TASK DIRECTIONS: Return every line in the entries below where the word "white" shows up.

GIVEN ENTRIES:
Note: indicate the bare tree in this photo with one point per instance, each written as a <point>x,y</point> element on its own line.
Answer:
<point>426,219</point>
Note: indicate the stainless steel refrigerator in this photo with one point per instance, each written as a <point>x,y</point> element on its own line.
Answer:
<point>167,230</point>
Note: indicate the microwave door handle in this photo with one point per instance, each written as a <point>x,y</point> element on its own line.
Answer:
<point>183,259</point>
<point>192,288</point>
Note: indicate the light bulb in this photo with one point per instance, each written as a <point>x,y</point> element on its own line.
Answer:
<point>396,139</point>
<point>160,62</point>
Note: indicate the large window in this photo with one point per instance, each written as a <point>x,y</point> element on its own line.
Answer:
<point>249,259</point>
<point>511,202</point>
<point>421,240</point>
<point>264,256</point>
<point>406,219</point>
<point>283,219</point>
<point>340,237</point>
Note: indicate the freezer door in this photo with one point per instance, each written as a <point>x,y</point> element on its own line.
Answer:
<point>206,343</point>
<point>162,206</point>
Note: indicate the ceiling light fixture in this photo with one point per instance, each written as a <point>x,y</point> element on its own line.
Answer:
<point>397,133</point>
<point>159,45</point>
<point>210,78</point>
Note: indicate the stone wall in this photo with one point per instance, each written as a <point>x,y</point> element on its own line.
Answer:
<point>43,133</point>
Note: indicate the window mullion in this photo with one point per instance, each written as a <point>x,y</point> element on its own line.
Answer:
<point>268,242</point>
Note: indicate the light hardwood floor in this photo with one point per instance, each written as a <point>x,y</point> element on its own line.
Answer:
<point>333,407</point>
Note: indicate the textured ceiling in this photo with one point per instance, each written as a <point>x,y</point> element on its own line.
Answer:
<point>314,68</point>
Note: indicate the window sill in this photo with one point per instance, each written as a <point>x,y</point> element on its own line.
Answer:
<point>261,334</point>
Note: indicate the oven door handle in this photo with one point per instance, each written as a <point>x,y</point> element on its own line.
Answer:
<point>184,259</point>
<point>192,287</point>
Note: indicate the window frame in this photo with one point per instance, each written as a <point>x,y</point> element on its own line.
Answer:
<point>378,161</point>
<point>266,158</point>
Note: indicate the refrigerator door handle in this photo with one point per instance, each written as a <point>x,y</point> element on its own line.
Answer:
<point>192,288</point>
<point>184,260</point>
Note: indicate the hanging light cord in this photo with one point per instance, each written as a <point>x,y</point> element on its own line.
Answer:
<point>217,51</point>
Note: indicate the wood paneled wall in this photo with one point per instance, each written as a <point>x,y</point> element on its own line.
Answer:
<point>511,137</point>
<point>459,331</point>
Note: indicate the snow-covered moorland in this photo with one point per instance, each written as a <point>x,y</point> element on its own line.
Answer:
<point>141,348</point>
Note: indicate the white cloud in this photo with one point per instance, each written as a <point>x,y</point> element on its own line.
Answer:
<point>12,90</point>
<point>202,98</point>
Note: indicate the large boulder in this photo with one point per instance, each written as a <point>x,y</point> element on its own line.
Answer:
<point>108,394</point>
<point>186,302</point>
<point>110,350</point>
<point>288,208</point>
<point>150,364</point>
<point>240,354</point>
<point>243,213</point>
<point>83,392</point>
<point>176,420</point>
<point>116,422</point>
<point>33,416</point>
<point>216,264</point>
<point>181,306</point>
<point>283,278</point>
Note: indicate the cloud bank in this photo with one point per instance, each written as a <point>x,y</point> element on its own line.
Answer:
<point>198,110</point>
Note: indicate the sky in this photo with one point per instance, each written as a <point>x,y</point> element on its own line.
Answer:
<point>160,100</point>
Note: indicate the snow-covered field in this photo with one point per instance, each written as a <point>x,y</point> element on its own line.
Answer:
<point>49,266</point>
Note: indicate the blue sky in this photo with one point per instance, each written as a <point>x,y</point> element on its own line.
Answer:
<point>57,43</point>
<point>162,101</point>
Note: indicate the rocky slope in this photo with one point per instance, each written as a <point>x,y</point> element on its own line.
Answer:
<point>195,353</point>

--

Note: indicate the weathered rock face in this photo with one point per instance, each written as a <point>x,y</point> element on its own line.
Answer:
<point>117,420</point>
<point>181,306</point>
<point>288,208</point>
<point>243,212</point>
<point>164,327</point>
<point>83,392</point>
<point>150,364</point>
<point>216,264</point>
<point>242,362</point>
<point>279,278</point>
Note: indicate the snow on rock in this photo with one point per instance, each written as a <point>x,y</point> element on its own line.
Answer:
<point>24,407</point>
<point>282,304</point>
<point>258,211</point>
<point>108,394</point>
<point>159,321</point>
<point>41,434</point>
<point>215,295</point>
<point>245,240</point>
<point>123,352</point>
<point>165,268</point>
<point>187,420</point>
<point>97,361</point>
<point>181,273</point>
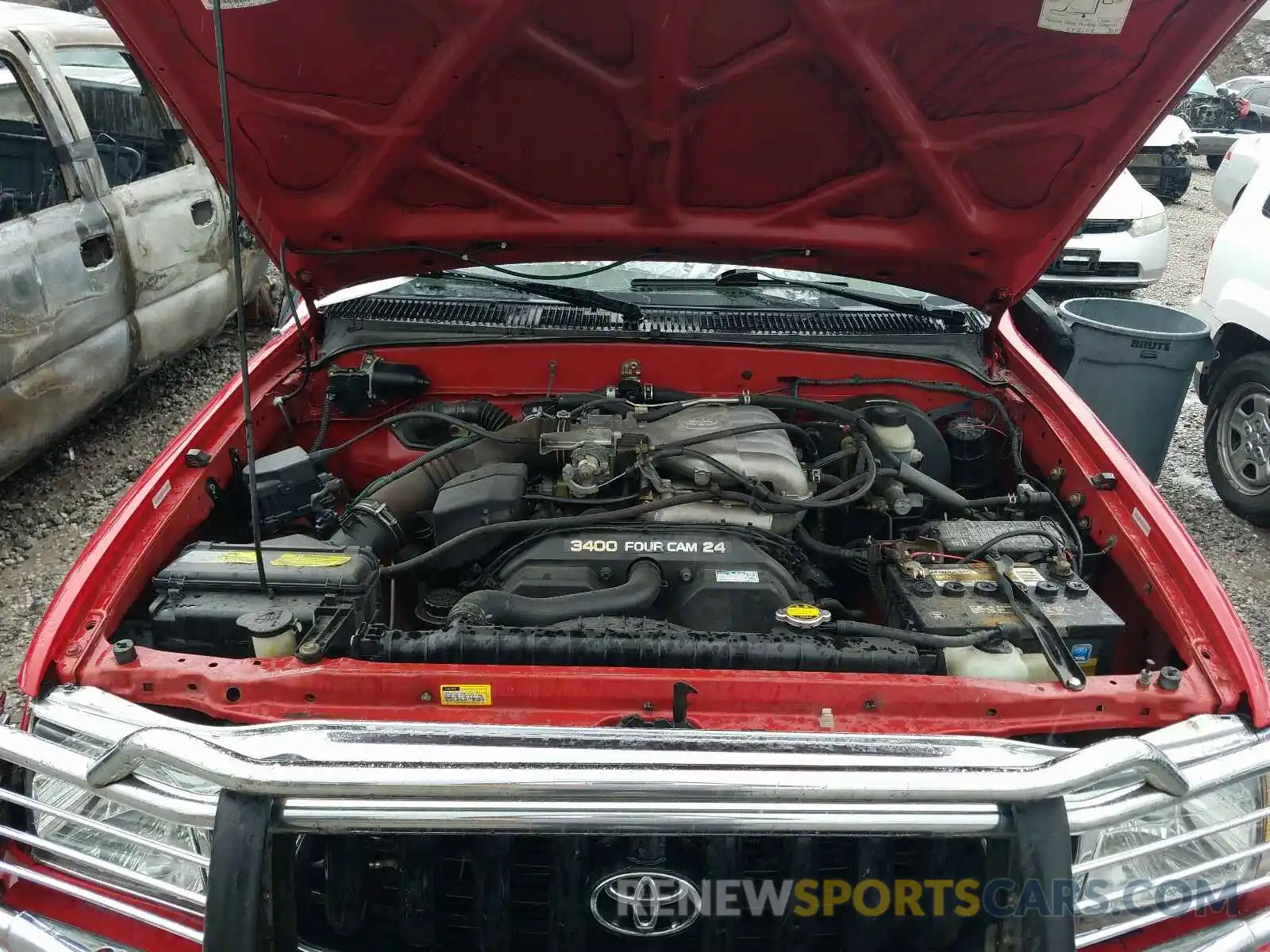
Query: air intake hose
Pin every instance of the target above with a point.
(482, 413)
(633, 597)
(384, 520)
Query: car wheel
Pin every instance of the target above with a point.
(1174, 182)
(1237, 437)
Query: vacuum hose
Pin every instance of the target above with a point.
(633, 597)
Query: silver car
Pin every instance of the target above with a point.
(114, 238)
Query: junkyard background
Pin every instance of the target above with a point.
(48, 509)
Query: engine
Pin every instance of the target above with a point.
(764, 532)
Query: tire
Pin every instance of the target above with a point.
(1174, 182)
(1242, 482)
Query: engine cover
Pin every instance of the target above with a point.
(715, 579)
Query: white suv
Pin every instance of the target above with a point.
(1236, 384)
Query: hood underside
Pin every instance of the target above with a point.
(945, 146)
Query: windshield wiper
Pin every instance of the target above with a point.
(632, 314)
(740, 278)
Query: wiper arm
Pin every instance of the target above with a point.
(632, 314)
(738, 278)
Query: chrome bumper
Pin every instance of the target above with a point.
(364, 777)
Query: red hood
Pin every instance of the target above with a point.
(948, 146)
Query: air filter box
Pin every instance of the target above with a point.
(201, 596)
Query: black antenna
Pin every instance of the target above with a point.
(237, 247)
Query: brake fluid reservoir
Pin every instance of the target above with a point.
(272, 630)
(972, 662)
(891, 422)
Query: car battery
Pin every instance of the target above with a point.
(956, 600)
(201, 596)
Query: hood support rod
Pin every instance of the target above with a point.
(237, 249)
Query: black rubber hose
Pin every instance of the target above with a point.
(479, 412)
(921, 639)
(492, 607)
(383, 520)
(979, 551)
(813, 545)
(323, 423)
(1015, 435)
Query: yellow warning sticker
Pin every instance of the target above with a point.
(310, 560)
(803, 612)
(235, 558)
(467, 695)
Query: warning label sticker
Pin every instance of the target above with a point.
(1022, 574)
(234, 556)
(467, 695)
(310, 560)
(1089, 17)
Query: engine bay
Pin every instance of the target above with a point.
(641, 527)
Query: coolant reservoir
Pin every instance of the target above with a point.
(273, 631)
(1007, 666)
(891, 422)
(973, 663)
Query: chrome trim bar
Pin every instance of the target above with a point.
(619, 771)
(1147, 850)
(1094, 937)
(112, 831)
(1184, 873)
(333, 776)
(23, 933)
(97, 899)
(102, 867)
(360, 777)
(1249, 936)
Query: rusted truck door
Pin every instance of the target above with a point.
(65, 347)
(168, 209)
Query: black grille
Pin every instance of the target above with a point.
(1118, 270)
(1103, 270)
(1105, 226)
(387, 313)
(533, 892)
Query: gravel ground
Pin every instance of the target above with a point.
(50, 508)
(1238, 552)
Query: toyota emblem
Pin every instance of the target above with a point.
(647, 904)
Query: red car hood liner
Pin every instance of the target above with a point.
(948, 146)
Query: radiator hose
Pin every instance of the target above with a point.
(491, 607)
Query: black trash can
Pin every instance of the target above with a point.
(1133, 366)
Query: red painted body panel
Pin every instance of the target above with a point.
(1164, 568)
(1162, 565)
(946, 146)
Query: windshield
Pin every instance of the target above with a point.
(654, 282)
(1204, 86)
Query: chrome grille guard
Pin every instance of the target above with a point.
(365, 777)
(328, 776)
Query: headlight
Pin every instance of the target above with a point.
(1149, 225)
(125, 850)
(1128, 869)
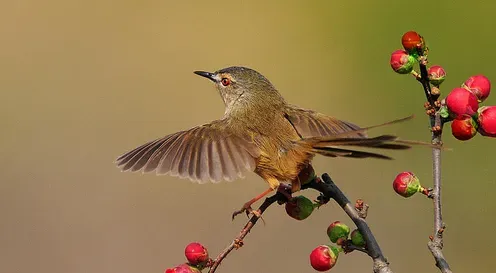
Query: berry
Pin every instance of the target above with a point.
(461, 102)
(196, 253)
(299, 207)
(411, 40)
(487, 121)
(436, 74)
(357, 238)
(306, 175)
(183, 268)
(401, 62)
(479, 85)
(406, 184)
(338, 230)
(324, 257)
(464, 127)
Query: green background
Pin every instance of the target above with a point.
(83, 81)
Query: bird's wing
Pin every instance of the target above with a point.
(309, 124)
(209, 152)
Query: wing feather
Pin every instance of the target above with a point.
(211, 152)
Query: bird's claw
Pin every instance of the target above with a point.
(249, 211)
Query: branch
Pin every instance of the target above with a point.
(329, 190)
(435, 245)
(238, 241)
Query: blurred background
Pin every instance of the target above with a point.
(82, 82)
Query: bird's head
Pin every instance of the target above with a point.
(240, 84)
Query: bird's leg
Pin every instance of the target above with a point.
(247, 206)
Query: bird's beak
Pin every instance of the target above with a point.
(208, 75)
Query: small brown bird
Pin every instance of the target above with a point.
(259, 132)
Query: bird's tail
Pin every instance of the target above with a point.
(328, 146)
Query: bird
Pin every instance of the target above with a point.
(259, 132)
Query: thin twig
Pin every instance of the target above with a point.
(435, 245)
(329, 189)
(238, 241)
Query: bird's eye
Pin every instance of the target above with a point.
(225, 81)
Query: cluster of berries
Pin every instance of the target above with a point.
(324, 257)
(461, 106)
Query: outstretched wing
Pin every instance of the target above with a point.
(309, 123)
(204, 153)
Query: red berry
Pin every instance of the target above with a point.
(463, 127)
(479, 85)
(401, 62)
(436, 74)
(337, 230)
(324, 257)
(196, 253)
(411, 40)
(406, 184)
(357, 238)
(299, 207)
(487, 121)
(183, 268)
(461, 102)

...

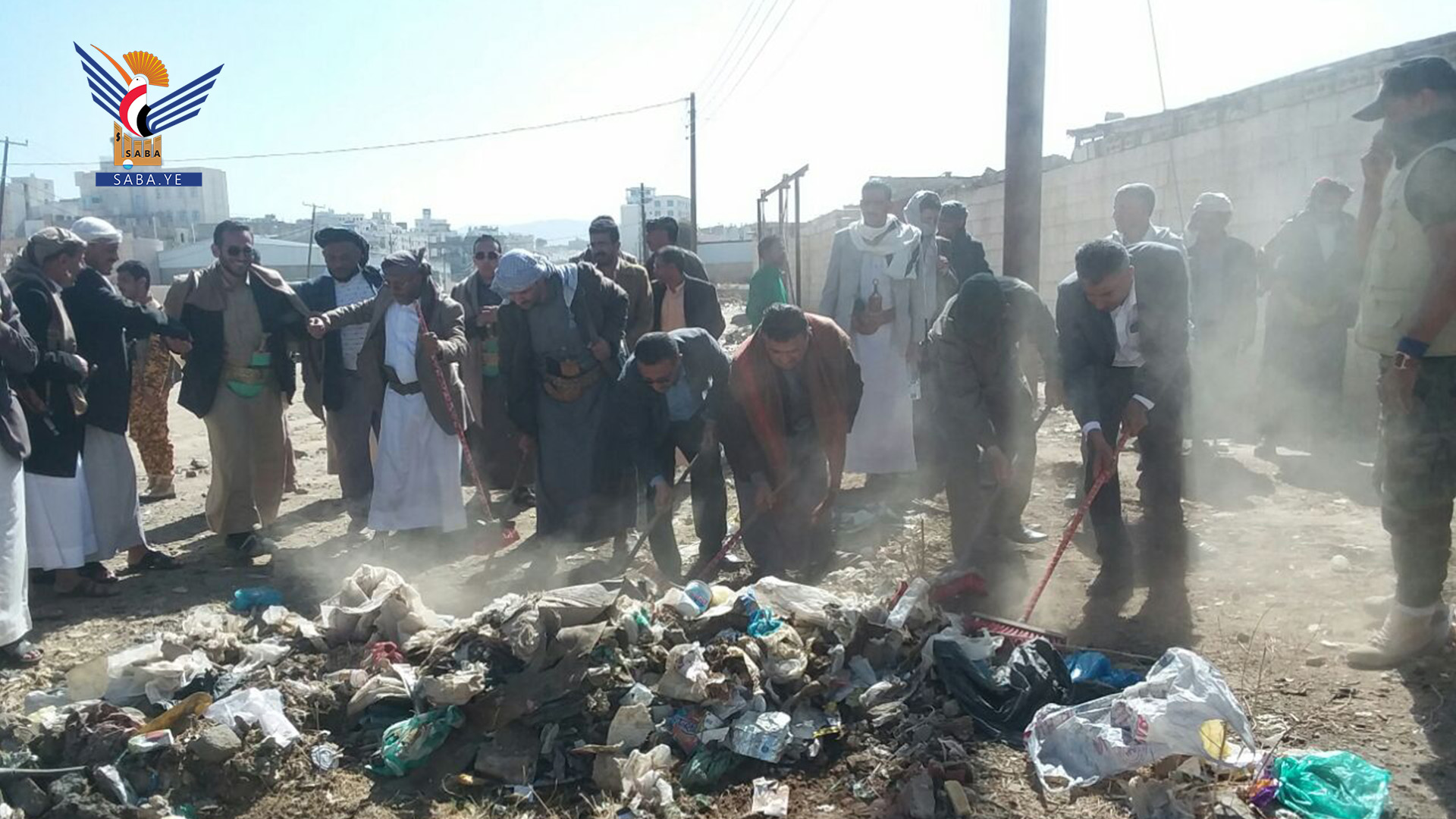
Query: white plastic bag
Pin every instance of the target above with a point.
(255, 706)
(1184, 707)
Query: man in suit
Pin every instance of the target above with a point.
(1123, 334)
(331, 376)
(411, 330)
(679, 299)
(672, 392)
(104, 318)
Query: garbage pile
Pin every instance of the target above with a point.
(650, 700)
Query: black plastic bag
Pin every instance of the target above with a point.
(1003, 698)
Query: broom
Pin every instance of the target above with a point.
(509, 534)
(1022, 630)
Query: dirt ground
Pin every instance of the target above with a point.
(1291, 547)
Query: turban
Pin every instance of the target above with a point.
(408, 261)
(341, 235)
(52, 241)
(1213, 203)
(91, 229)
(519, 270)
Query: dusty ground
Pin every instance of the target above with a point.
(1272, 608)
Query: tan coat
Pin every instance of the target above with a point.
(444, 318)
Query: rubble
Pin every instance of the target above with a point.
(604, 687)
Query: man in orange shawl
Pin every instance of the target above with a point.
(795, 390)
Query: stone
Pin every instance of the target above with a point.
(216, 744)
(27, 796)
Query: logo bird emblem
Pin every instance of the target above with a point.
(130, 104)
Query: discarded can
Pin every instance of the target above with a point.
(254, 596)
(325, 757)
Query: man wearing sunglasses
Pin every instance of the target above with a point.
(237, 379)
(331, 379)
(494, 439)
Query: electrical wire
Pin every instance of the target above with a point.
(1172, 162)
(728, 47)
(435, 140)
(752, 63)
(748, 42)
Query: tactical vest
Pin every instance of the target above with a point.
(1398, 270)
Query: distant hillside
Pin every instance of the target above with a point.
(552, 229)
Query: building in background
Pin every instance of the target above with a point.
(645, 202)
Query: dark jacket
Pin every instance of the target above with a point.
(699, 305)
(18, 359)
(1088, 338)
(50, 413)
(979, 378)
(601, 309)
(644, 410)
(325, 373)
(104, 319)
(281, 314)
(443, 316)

RESULT:
Note: indicate the white cloud in this photo with one point per instance, each written as a <point>x,y</point> element on its own line.
Query: white suv
Query: white plastic bag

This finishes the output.